— Your task —
If a line below contains "bowl", count it. Report the final total and nothing more.

— Source data —
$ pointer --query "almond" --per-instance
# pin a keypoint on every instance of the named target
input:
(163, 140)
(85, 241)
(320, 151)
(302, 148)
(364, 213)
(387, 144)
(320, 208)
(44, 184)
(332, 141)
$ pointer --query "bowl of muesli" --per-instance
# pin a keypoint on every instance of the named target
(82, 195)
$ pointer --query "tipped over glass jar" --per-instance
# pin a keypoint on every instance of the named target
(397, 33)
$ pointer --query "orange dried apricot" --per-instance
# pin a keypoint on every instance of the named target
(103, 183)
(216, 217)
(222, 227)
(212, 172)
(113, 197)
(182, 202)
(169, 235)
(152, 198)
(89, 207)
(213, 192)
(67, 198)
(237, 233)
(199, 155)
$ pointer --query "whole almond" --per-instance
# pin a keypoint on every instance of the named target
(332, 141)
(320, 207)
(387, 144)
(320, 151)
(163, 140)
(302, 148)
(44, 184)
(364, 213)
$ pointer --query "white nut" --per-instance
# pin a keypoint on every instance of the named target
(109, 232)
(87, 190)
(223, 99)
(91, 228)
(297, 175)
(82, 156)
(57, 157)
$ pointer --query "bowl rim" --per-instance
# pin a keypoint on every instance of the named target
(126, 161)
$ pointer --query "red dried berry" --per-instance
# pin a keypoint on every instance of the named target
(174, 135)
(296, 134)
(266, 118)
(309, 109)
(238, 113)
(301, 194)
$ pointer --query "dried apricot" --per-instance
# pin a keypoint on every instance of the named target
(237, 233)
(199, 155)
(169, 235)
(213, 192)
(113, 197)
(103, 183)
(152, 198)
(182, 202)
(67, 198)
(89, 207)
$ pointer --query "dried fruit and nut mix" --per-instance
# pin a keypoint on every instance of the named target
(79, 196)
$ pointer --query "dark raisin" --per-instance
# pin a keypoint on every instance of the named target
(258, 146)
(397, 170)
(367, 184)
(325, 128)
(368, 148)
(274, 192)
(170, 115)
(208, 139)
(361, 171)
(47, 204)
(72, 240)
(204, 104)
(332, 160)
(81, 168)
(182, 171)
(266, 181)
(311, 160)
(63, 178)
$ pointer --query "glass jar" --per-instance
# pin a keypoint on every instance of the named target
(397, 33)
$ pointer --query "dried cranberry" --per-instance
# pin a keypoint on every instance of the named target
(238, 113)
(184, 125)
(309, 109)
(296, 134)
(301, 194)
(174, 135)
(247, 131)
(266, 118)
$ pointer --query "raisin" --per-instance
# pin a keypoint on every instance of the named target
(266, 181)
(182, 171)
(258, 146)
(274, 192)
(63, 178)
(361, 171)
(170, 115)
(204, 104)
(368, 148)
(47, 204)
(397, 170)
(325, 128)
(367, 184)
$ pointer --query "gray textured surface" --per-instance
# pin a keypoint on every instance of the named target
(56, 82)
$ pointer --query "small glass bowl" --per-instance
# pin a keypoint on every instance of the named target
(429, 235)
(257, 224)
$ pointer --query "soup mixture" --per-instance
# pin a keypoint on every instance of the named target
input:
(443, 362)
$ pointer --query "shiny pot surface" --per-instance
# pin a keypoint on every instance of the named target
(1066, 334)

==

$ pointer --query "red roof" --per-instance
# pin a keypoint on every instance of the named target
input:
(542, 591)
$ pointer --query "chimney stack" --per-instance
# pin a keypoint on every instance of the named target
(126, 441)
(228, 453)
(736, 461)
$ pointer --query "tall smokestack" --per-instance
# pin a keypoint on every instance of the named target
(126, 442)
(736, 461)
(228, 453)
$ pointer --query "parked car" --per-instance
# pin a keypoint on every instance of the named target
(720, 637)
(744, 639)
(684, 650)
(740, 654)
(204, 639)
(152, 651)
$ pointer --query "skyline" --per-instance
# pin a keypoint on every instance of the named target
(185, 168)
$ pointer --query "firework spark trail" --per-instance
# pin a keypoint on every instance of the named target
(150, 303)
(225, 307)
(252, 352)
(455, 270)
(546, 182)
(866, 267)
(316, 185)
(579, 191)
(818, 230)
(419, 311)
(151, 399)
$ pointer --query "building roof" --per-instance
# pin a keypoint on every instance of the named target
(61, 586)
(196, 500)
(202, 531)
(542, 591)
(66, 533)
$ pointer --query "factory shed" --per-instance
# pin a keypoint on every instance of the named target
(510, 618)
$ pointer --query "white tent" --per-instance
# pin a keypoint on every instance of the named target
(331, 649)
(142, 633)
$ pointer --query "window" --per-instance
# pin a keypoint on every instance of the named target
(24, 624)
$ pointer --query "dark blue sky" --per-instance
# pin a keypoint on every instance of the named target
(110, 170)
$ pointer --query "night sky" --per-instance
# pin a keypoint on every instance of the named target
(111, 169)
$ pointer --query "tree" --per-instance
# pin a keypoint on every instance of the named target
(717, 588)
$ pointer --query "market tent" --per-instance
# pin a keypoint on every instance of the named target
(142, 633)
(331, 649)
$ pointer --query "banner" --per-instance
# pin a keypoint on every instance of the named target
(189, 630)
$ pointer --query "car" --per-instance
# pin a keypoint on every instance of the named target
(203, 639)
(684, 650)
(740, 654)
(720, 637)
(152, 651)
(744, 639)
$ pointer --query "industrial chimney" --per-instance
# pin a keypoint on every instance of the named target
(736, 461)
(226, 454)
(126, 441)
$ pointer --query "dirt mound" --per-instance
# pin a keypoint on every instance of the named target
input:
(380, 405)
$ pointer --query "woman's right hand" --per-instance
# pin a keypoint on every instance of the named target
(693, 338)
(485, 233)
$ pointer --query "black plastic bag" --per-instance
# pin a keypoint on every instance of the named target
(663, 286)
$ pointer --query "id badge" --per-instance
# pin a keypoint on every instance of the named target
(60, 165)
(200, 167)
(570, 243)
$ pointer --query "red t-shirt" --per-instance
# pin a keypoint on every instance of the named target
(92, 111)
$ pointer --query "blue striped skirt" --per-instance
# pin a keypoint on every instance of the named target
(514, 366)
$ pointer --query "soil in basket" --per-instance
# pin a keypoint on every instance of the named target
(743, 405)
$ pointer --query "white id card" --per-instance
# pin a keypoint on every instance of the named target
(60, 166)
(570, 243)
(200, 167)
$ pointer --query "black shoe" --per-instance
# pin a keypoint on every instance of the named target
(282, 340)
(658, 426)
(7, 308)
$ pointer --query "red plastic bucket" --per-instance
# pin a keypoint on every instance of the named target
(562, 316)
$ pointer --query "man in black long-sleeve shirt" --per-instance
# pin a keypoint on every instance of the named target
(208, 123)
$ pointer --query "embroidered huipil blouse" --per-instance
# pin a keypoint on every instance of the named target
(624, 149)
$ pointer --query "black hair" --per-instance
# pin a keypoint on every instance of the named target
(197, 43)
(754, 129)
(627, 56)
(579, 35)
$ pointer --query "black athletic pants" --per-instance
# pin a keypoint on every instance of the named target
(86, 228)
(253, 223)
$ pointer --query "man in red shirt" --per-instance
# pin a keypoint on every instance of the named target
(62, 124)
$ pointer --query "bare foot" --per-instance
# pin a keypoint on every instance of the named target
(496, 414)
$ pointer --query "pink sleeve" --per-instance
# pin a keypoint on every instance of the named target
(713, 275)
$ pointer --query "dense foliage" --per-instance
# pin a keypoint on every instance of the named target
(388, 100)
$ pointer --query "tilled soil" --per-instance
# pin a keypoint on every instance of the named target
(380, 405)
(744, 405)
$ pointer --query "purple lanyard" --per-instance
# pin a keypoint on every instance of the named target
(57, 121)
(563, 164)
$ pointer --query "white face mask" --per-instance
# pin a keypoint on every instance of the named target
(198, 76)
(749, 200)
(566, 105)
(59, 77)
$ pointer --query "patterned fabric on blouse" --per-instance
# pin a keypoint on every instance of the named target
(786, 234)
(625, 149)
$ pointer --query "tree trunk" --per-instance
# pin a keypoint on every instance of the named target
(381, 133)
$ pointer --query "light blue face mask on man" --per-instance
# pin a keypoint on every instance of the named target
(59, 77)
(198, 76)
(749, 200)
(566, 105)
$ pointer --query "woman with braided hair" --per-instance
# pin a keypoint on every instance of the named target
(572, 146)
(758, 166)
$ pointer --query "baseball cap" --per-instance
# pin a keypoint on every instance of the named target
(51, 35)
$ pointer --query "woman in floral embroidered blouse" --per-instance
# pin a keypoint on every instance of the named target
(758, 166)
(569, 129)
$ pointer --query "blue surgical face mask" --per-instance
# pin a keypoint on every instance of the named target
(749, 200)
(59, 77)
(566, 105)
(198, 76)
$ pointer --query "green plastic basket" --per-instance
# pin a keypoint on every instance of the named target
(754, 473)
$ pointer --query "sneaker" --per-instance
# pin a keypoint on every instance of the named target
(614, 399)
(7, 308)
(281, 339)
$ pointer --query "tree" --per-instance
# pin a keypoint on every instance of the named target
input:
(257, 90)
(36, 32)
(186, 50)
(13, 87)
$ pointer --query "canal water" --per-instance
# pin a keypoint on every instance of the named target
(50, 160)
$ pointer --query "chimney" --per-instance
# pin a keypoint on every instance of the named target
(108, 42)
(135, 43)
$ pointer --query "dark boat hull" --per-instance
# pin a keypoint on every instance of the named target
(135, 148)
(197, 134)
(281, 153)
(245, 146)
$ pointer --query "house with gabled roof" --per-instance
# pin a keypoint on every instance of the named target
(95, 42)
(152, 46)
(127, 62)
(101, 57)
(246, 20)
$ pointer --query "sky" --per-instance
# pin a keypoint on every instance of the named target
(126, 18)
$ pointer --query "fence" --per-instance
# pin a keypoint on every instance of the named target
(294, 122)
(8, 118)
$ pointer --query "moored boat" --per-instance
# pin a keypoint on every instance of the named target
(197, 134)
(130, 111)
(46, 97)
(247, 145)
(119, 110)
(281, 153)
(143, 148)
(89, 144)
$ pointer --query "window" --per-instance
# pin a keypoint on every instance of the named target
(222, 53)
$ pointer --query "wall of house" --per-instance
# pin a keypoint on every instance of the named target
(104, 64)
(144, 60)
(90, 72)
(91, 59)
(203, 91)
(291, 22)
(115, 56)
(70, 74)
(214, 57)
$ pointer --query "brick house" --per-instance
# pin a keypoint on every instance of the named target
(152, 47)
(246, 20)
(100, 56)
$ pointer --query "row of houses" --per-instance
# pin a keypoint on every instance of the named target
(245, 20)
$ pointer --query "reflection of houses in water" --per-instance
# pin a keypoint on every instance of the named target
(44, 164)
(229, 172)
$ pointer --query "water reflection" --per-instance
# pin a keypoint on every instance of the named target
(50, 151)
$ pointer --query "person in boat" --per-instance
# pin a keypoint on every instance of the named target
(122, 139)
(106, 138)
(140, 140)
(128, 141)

— Answer for the task —
3